Kutipan Teks →
☆ ☆ ☆ ☆ ☆ ☆ ☆
Ananta Wahana: Ibarat Mesin Cetak, Pendidik Harus Lebih Berkualitas

Ananta Wahana, Pengasuh Padepokan Kebangsaan Karang Tumaritis, di Tangerang.

SEMARTARA – Mendapatkan pendidikan yang layak adalah hak setiap individu, dan menjadi kewajiban negara untuk mewujudkannya. Sehingga, muncul lah lembaga-lembaga pendidikan, yang semua itu diperuntukkan sebagai sarana memenuhi hak dasar setiap warga negara tersebut.

Agar negara tetap berdiri kokoh dengan pondasi sumber daya manusia (SDM) yang mumpuni, dan terus menelurkan generasi yang lebih maju, baik secara mental, spiritual yang religius dan berbudaya. Ini adalah salah satu fungsi lembaga pendidikan, atau sekolah-sekolah dan lembaga lainnya yang sama.

Demikian dikatakan Pengasuh Padepokan Kebangsaan Karang Tumaritis (PKKT) Ananta Wahana, Rabu 26 Juni 2019. Untuk itu, Ananta berharap, lembaga pendidikan tidak tercoreng moreng oleh kepentingan segelintir oknum yang memanfaatkan lembaga pendidikan untuk memburu kepentingan pribadi.

“Dunia pendidikan itu harus steril, tidak boleh ada kepentingan apapun kecuali menciptakan generasi yang cerdas, taqwa dan terampil atau kreatif,” ujar Ananta Wahana.

Meneladani pelopor pendidikan, yang juga dikenal sebagai Bapak Pendidikan Ki Hajar Desantara atau Suryadi Suryaningrat, kata Ananta, ide dan gagasannya dalam memikirkan masa depan Bangsa Indonesia agar menjadi bangsa yang cerdas, digambarkan dalam lambang Tut Wuri Handayani, yang memiliki tiga semboyan, yaitu Ing Ngarsa Sung Tulada, Ing Madya Mangun Karsa, dan Tut Wuri Handayani.
☆ ☆ ☆ ☆ ☆ ☆ ☆
Data Terkumpul →
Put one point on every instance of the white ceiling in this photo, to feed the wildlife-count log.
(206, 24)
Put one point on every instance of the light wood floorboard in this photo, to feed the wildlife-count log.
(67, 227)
☆ ☆ ☆ ☆ ☆ ☆ ☆
Yang Ditanyakan →
1 – Jawablah pertanyaan berikut berdasarkan kutipan teks.
(a) Menurut kutipan teks, pihak mana yang berkewajiban mewujudkan hak atas pendidikan yang layak?
(b) Pada hari dan tanggal berapa Ananta Wahana menyampaikan pernyataannya?
(c) Generasi seperti apa yang menurut Ananta Wahana harus diciptakan oleh dunia pendidikan?
2 – Tuliskan kembali bagian kutipan teks yang dimulai dengan "Agar negara tetap" dan berlanjut hingga "memburu kepentingan pribadi." tanpa perubahan apa pun.

Jawaban →
1 –
(a) Negara.
(b) Rabu, 26 Juni 2019.
(c) Generasi yang cerdas, taqwa dan terampil atau kreatif.

2 –
Agar negara tetap berdiri kokoh dengan pondasi sumber daya manusia (SDM) yang mumpuni, dan terus menelurkan generasi yang lebih maju, baik secara mental, spiritual yang religius dan berbudaya. Ini adalah salah satu fungsi lembaga pendidikan, atau sekolah-sekolah dan lembaga lainnya yang sama.

Demikian dikatakan Pengasuh Padepokan Kebangsaan Karang Tumaritis (PKKT) Ananta Wahana, Rabu 26 Juni 2019. Untuk itu, Ananta berharap, lembaga pendidikan tidak tercoreng moreng oleh kepentingan segelintir oknum yang memanfaatkan lembaga pendidikan untuk memburu kepentingan pribadi.